Given task —
Restate the entries below verbatim.

Dataset extract —
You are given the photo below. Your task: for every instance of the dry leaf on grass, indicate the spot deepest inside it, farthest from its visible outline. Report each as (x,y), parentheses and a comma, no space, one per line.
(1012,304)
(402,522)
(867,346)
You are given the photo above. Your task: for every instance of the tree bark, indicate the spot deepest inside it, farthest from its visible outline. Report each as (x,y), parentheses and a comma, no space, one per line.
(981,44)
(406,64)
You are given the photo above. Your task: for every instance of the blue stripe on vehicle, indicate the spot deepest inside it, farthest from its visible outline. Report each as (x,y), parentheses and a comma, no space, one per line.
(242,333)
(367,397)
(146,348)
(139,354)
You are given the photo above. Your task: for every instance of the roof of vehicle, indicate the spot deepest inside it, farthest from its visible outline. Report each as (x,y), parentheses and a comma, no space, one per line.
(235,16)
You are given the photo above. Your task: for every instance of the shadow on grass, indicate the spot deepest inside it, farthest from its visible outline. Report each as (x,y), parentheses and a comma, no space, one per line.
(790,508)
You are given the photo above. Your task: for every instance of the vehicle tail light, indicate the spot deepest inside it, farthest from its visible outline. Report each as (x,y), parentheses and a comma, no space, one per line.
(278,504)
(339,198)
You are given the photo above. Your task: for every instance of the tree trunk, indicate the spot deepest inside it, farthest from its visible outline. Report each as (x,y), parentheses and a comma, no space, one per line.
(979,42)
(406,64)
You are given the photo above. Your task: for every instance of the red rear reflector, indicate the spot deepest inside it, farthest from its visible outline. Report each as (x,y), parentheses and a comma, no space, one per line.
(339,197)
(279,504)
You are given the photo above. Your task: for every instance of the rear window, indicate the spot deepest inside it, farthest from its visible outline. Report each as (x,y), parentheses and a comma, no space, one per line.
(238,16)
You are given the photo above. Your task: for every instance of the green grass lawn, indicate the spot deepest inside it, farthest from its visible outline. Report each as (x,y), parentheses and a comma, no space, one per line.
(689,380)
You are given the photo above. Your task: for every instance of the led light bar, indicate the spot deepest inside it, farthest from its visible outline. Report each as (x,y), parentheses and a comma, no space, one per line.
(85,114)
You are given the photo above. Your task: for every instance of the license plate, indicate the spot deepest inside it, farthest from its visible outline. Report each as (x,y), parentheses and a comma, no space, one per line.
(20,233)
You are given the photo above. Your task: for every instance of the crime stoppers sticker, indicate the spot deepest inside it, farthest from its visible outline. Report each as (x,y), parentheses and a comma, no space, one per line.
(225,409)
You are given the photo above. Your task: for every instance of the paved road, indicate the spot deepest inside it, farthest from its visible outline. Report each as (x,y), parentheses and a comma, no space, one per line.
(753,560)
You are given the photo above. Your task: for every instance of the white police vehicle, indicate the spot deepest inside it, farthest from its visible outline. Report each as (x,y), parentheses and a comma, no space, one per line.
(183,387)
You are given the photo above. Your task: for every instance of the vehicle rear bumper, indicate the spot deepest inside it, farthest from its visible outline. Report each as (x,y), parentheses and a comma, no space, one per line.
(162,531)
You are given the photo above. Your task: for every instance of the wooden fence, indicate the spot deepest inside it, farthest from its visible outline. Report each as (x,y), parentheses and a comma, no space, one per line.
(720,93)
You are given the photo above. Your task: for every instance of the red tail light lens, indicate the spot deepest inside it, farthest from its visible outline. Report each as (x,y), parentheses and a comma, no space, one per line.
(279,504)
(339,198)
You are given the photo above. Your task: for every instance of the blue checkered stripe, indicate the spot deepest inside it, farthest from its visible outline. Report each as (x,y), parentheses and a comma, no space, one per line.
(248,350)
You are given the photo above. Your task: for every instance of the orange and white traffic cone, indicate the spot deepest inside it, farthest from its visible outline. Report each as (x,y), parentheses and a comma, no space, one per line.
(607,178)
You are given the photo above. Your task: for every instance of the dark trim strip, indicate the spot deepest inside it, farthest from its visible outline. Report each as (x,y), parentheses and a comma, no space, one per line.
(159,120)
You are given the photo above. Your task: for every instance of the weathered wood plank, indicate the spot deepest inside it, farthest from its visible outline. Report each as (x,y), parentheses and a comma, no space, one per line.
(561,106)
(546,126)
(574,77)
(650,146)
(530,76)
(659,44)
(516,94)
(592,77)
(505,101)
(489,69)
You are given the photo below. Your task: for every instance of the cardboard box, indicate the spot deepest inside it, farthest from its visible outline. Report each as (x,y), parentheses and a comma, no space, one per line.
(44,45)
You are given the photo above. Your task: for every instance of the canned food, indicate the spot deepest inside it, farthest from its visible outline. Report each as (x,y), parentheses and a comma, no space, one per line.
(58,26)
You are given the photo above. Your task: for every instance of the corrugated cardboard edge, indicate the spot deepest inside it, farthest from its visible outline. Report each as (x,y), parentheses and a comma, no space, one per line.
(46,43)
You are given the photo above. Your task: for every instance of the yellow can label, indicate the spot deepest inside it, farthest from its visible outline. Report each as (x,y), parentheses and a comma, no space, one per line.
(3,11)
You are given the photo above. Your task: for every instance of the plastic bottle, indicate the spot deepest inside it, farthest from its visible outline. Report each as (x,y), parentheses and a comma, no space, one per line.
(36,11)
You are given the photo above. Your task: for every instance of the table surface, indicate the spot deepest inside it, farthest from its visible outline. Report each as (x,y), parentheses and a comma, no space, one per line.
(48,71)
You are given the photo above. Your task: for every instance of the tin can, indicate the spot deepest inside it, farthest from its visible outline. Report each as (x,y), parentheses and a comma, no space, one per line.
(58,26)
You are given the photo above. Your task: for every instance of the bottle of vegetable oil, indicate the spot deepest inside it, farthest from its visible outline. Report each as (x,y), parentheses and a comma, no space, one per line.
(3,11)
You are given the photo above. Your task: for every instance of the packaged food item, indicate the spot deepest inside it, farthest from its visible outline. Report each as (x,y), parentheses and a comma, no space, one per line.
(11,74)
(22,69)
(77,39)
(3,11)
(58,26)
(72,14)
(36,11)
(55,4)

Full answer —
You are given the photo below. Your task: for every instance of the dry leaf on grass, indicate the spot deepest inside it, farthest from its visible outline. Report each as (x,y), parentheses and a comma, no space, one per line.
(1012,304)
(402,522)
(867,346)
You are given the photo above. Your task: for every instance of the tree bark, indicate the spot deepest inside it, farthest from its visible outline. Report each as (x,y), parentheses and a comma, no space, one per line.
(981,44)
(406,64)
You are given the photo above. Your task: for every instance of the blue stripe on vehicle, indicate the spot deepest inside it, farthest from its visible outline. Report each as (x,y), parentheses and a comma, no space, one per line.
(242,333)
(367,397)
(146,348)
(139,354)
You are given the photo above. Your task: for every instance of the roof of vehicle, indicate the spot deepest inside it, farthest from its visible outline. Report each as (x,y), parentheses and a comma, no space, one per line.
(235,16)
You are given the photo above. Your task: for every instance of the shadow on grass, indicate the spot deepest inside it, farthest from its visible outline. Report each as (x,y), parentheses and a comma, no space, one per line.
(790,508)
You are given the photo above. Your task: for every instance of the vehicle tail light, indicate the spot deepest inside it, farthest from its visible outline. Report each as (x,y), parentheses and a comma, no space, one per line.
(278,504)
(339,198)
You are given the photo above. Your task: for every instance of the tree trunk, indicate the spot deepest inside it, farthest from its visible outline. Report each as (x,y), parentheses and a comma, no space, one per line.
(979,42)
(406,64)
You are given the photo above. Your task: for every instance of the red rear reflector, indicate the spot deepest inside it, farthest from its visible outline. Report each as (x,y), parentheses and a comma, no space, one per line.
(339,197)
(279,504)
You are given the photo above. Your task: for every instance of the rear window, indicate the spot deepest inside it, farthest from its visible outline. Report each as (x,y), parentheses and a comma, no space, one per line.
(238,16)
You are given the photo above. Your task: for every instance of the green grass lawn, indicate the spot deepest inside it, farthest from its visible outline. Report each as (x,y), parentheses and a comma, no space, one per line.
(689,380)
You are given the photo above. Your task: for every instance of the led light bar, indicate the spot deepest inside it, farthest from its visible outline. Report each as (x,y), parentheses and a comma, no space, one per line.
(85,114)
You are given the photo above. Your task: for every instance of the license plate, indicate the spot deepest inside it, farthest from its visible outline. Report each as (x,y), parentheses and a comma, no space, one per line.
(20,233)
You are given the photo above. Your task: for every instance of the crime stoppers sticker, indicate the spot deepest inside it, farthest from its visible outline. Report each as (x,y), parentheses and a comma, no space, one per line.
(225,409)
You are given the photo above. Your task: for every instance of the paved road, indicate the spot deepest inside it, farthest from its visible outline. Report each as (x,y), parentheses and a comma, no space, one per line.
(753,560)
You are given the photo above. Your task: for every instance of the white police vehicle, indicate the spot deepest inside it, farthest from its visible outline. Report each as (x,y), parentheses and a comma, no space, one per line.
(183,387)
You are given the photo above. Your task: for every instance of the vehicle rear bumper, indicate the spot deepest inside it, farthest from its visible outline. Report each as (x,y), parentheses and a comma, no space, one per line.
(162,531)
You are given the photo above. Your task: for every instance of the wooden fence, indicate the spot deepest inside it, farthest from its visible outline. Report each as (x,y), parentheses and a comma, no space, one per line.
(720,93)
You are given the photo above. Your task: for every instance of the red tail light lens, indicate the spot deepest inside it, farthest from its visible outline. Report each as (x,y), parentheses and a comma, no space, one per line.
(279,504)
(339,198)
You are given the photo above. Your task: for every instance of the blue checkered stripe, indicate the spot deepest inside it, farthest from its visible outline. Report each as (x,y), parentheses and a comma, no space, one per line.
(248,350)
You are given the photo above. Your task: for every instance of the orange and white traffic cone, indicate the spot deepest inside it, farthest from its visible outline. Report each as (x,y), parentheses and a comma, no space, one per line.
(607,178)
You are given the photo above. Your task: for every instance of the dark trim strip, indicate the spot deepest inside it, farthest from its visible outline. Report each as (x,y), parentheses and a comma, no space, one per line.
(159,120)
You are given the photo above. Your task: for every instance of the weathered wood plank, indicate the spot deepest inside it, farthest from its visible outline. Report each as (x,y), parentheses and a comma, no space, one per line.
(561,106)
(546,126)
(574,77)
(650,146)
(530,76)
(659,44)
(516,94)
(592,77)
(505,101)
(489,69)
You are given the photo below. Your task: for every instance of the cardboard box, indicate the spot deepest inside it, farthest from its visible outline. Report each as (x,y), parentheses and a comma, no space, one per line.
(44,45)
You are given the photo above. Your task: for every instance of the canned food, indicate the spot deepest inside it, farthest from its visible outline. Report each as (x,y), parentheses and a comma, no space, one per line.
(58,26)
You are given the photo above. Your task: for every instance of the corrugated cardboard edge, indicate the spot deepest inside it, farthest from its visible outline. Report each as (x,y), parentheses and a comma, no space, one per line.
(46,43)
You are given the photo above. Your task: for every instance of the yellow can label, indicate the spot deepest inside it, farthest from its visible outline. Report each as (x,y), parentheses and a comma, no space, one per line.
(3,11)
You are given the photo above. Your task: for every instance of the plastic bottle, indicate the spot deepest inside it, farthest from its visible outline. Report each as (x,y), parentheses and a comma, no space, one per line.
(36,11)
You are given the photo above. Your task: for every instance of the table surface, indicate the spot deepest inside it, farthest from its visible outline. Report each as (x,y), parentheses and a comma, no space, one per line.
(48,71)
You are given the photo above. Your task: for every instance of the tin can, indicate the spot deepest inside it, farthest from its visible outline. Report each as (x,y), parentheses and a comma, no space, one per line.
(58,26)
You are given the photo above. Your task: for every instance of the bottle of vegetable oil, indicate the spot deepest inside it, farthest from its visible outline. Report each as (x,y), parentheses and a comma, no space, one per line.
(3,11)
You are given the photo above. Your task: for every instance of the packaged food item, indicate the spot deepest inside it, farthest from its visible outline. Report each as (x,y), parentheses and a comma, no space, one per line.
(11,74)
(22,69)
(77,39)
(3,11)
(58,26)
(72,14)
(36,11)
(55,4)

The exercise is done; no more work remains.